• What the task asks
In your copy, include no images and return each entry exactly as written.

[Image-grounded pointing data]
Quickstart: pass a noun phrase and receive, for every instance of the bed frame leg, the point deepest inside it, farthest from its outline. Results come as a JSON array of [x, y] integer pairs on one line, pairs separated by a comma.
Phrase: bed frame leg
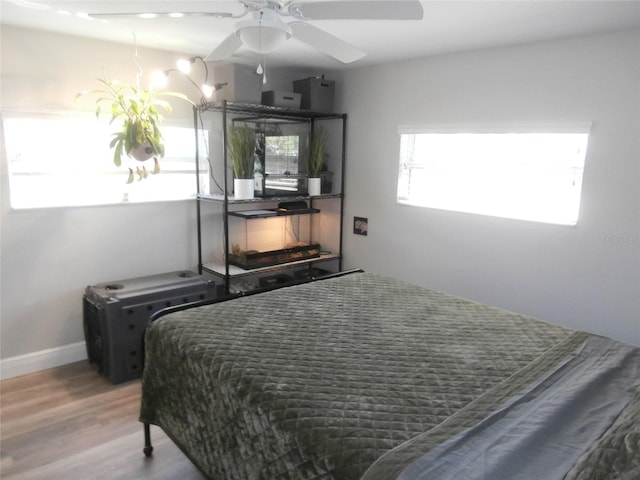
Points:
[[148, 449]]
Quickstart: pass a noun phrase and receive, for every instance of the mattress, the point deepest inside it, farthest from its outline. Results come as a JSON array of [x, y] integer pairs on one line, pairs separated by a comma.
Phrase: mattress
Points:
[[367, 377]]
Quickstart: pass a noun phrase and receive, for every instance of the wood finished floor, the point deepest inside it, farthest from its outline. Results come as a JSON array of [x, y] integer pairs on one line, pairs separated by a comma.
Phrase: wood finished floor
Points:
[[70, 423]]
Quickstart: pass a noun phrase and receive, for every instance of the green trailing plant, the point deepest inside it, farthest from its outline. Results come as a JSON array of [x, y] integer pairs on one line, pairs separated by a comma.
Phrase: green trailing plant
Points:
[[139, 111], [317, 146], [242, 146]]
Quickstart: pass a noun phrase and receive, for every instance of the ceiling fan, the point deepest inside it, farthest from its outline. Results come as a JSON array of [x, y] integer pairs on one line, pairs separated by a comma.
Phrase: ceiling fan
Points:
[[267, 30]]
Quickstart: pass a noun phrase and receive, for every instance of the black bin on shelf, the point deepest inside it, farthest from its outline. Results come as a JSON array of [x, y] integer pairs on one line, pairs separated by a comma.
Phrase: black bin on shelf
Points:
[[115, 315]]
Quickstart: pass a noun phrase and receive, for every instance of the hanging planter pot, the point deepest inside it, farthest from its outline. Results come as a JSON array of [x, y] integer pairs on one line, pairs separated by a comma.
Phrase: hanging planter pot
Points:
[[314, 186], [142, 152], [243, 188]]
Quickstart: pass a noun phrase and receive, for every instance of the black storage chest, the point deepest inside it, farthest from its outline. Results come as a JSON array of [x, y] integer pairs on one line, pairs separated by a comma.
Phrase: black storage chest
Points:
[[115, 315]]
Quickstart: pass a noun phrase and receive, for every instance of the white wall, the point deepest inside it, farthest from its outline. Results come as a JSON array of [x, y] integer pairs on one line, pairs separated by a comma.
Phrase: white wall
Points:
[[586, 277], [48, 256]]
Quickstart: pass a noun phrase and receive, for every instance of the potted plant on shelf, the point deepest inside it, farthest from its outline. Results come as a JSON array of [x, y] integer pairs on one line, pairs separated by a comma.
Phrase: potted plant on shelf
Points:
[[242, 145], [139, 111], [317, 144]]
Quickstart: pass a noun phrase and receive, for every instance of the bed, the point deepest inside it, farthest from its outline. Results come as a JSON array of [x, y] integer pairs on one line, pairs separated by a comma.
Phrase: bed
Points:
[[365, 377]]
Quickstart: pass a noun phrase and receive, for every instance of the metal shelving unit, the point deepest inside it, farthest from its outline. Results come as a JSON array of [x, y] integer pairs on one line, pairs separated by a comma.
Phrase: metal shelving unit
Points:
[[267, 205]]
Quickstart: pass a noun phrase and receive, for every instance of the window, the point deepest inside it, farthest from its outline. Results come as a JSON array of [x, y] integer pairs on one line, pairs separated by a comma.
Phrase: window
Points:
[[64, 160], [532, 175]]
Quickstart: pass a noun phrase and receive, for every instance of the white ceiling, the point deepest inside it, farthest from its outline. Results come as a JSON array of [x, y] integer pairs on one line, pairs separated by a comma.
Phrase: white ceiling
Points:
[[448, 26]]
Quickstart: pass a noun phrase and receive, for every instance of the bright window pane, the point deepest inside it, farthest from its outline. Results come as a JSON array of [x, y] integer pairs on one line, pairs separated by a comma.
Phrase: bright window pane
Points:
[[527, 176], [65, 160]]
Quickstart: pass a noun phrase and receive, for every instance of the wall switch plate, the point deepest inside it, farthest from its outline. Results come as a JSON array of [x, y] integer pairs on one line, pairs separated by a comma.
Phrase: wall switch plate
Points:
[[360, 225]]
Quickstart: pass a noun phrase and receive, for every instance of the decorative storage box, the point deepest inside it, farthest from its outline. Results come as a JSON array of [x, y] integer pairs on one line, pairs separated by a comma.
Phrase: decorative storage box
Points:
[[317, 93], [242, 84], [115, 315], [275, 98]]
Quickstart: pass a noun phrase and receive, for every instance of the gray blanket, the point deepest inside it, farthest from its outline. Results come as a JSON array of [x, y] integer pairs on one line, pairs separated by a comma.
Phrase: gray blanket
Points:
[[346, 378]]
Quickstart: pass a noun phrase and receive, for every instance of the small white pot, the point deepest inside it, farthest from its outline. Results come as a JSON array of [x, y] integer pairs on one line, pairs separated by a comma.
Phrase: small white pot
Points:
[[314, 186], [243, 188], [142, 152]]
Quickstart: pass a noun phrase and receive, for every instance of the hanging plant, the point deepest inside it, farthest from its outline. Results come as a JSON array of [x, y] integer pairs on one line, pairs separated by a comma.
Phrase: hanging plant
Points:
[[139, 111]]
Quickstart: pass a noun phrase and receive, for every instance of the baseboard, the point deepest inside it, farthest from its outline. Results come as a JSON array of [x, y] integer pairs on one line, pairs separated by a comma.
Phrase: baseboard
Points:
[[42, 360]]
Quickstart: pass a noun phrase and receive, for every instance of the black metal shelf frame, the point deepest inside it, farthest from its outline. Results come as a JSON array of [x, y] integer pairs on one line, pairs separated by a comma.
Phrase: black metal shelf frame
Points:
[[225, 108]]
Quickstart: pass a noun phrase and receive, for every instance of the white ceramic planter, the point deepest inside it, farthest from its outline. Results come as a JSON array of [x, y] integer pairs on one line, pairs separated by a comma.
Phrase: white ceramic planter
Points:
[[314, 186], [142, 153], [243, 188]]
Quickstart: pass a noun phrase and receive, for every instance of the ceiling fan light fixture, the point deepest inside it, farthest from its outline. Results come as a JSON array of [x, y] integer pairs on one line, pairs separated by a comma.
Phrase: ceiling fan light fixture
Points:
[[263, 35]]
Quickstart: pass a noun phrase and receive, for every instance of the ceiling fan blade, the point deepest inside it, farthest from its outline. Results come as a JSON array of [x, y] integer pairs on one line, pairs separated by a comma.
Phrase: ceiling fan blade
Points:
[[227, 48], [358, 10], [160, 14], [325, 42]]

• Result of the exercise
Quickstart: pass a noun phrase and receive, for every instance of the bed frame leg, the point deepest inside it, farthest from its outline. Results come as a JSON array of [x, y] integer pairs on one line, pairs separated by a comma.
Phrase: bed frame leg
Points:
[[148, 449]]
Quickstart: pass a noun phrase and receive, for every instance of the mattress, the point deepest inside it, farthest from its outline. Results come as a JSON array of [x, y] integer pairs on one line, pairs separated by a comma.
Phrase: mattress
Points:
[[367, 377]]
Quickstart: pass a noun phrase and receive, for every instance of the wood finished floor, the point deepest inside it, farthest from its outline. Results come as a JSON array of [x, y] integer pairs on one line, pairs separated by a comma.
Phrase: wood finished floor
Points:
[[70, 423]]
Quickstart: pass a noun phrase and receive, for every instance of the green trailing plant, the point deepest inside it, farthest from its outline. Results come as a JSON array of [x, y] integer pairs on one line, pairs separated by a comma.
Phrase: green trailing plant
Points:
[[139, 111], [317, 146], [242, 146]]
Quickstart: pass a noun phrase and receive, for every instance of the ceiling fan, the point deepest inside it, farthest from its outline. Results come as a JSON array of [x, y] integer pairs on one line, pairs separated by a comma.
Phrase: ceiling fan
Points:
[[267, 30]]
Quickstart: pass a noun phrase and receive, for every instance of the black bin on shelf, the point deepest inside it, farthest from its outline. Results come as a JSON array of [x, y] integer pairs on one line, pairs separated by a comma.
Phrase: black bin on shelf
Points:
[[115, 315]]
Quickstart: pass a noun phrase and receive, for every instance of the hanging planter pot, the point deepest inside it, farthest from its outline. Results come as a JSON array of [x, y] integer pairs on one line, pairs separated by a comma.
Phrase: hanging planter pot
Points:
[[314, 186], [142, 152], [243, 188]]
Quickstart: pass a noun phrase and receive, for every instance of the black storage chest, the point deepest inside it, farthest from its outline. Results come as a JSON array of [x, y] integer pairs on one line, pairs separated by a comma.
Phrase: black storage chest
Points:
[[115, 315]]
Quickstart: pass a noun phrase and receive, for every instance of the white wall, the point deepest inside it, farthest from its outline. Results come as a JSON array of [x, y] integer pairs on one line, pairs separated by a comma.
Phrase: white wall
Points:
[[586, 277], [48, 256]]
Quickstart: pass a noun phrase and receive, for every instance of the potted plant on shelf, the point deepest inside it, farthest from its outline. Results come as a JSON array of [x, y] integer pairs on one line, pairs separated by a comma.
Phrase: potted plant on shelf
Points:
[[242, 145], [139, 111], [317, 144]]
Quickstart: pass a noun phrase and receive, for every instance of the bed, the point deepest inside it, farthest from its outline. Results come as a JSON array of [x, y] integer pairs on one line, pairs separated by a comma.
Phrase: bed
Points:
[[365, 377]]
Quickstart: pass a noun phrase and receive, for every instance of the metal shelving unit, the point deepest inside it, farthest from its outline. Results come as a JSON array of [x, y] integer pairs on one line, pairs separated by a comma.
Phrase: metal shelving unit
Points:
[[267, 205]]
Quickstart: pass a noun phrase and receive, for every instance of the window, the point deepest inside it, farthest from its outline. Results come as a JSON array of [x, y] integer pairs on one line, pairs separated by a comma.
Phrase: window
Points:
[[64, 160], [532, 175]]
Quickstart: pass a noun phrase and receive, for every instance of the white ceiling, the point deepest inside it, farthest from its outline. Results come as a JSON array of [x, y] integer pairs on one line, pairs separated by a comma.
Phrase: white ceiling
Points:
[[448, 26]]
Quickstart: pass a noun phrase and receive, for every instance of the bright window pane, the point deepest inside it, farthest from its outline. Results come as a JSON array of [x, y] integer pairs on one line, pairs separated by a comma.
Phrase: bright window pane
Points:
[[527, 176], [65, 160]]
Quickstart: pass a noun phrase and receive, for every instance of the wall switch plate, the point deepest inside it, farthest from its outline. Results come as a JSON array of [x, y] integer pairs on one line, pairs separated by a comma.
Phrase: wall switch plate
Points:
[[360, 225]]
Quickstart: pass a noun phrase and receive, for every instance of the decorative storage box, the point deepest inside it, farthest from its outline. Results come as a JSON array of [x, y] integer pairs on one line, pairs separated by a comma.
Phrase: decorative storage box
Points:
[[317, 93], [242, 84], [115, 315], [275, 98]]
Quickstart: pass a noun phrase and receive, for every instance of the gray blanket, the point deepest inside it, farthest from its outline. Results come as a JSON array of [x, y] integer pairs on one line, pairs separated by a comma.
Phrase: gray blanket
Points:
[[346, 378]]
Quickstart: pass a noun phrase and receive, for every instance of the small white pot, the point deepest inside it, farthest from its outline. Results come as a JSON array of [x, y] integer pairs on one line, pairs separated by a comma.
Phrase: small white pot
Points:
[[314, 186], [243, 188], [142, 152]]
Quickstart: pass a noun phrase and receive, for every instance of the hanging plant, the point deepest inside it, farthest from its outline. Results come as a JSON array of [x, y] integer pairs on one line, pairs separated by a comma.
Phrase: hanging plant
Points:
[[139, 111]]
Quickstart: pass a noun phrase and receive, for every instance of the baseboard, the point deepest inside it, farthest from its outline. Results come as a JSON array of [x, y] integer pairs on one line, pairs separated by a comma.
Phrase: baseboard
Points:
[[42, 360]]
Quickstart: pass a noun phrase and receive, for every instance of the black metal shelf frame, the point deepest inside it, farthest from its outline. Results come as a JSON array of [x, y] integer pairs on one line, pairs separated by a comma.
Phrase: black metal shelf frame
Points:
[[225, 108]]
Quickstart: pass a noun phrase and receive, for every instance of the white ceramic planter, the point deepest inside it, farthest from its outline. Results come as a JSON array of [x, y] integer pairs on one line, pairs separated by a comma.
Phrase: white ceramic planter
Points:
[[314, 186], [142, 153], [243, 188]]
Quickstart: pass a noun phrase and receive, for every instance of the ceiling fan light fixture, the point deepest inside it, farthest from its outline. Results come as a JSON array of [x, y] integer pairs on one line, pairs separated by a comma.
Phrase: ceiling fan light fixture
Points:
[[263, 35]]
Quickstart: pass a noun phrase and receive, for every instance of the ceiling fan blade, the point deepest inside it, farthest from its outline. Results come as a JSON array of [x, y] integer pairs on one line, pairs separated by a comma.
Phrase: ceiling fan blade
Points:
[[227, 48], [358, 10], [160, 14], [325, 42]]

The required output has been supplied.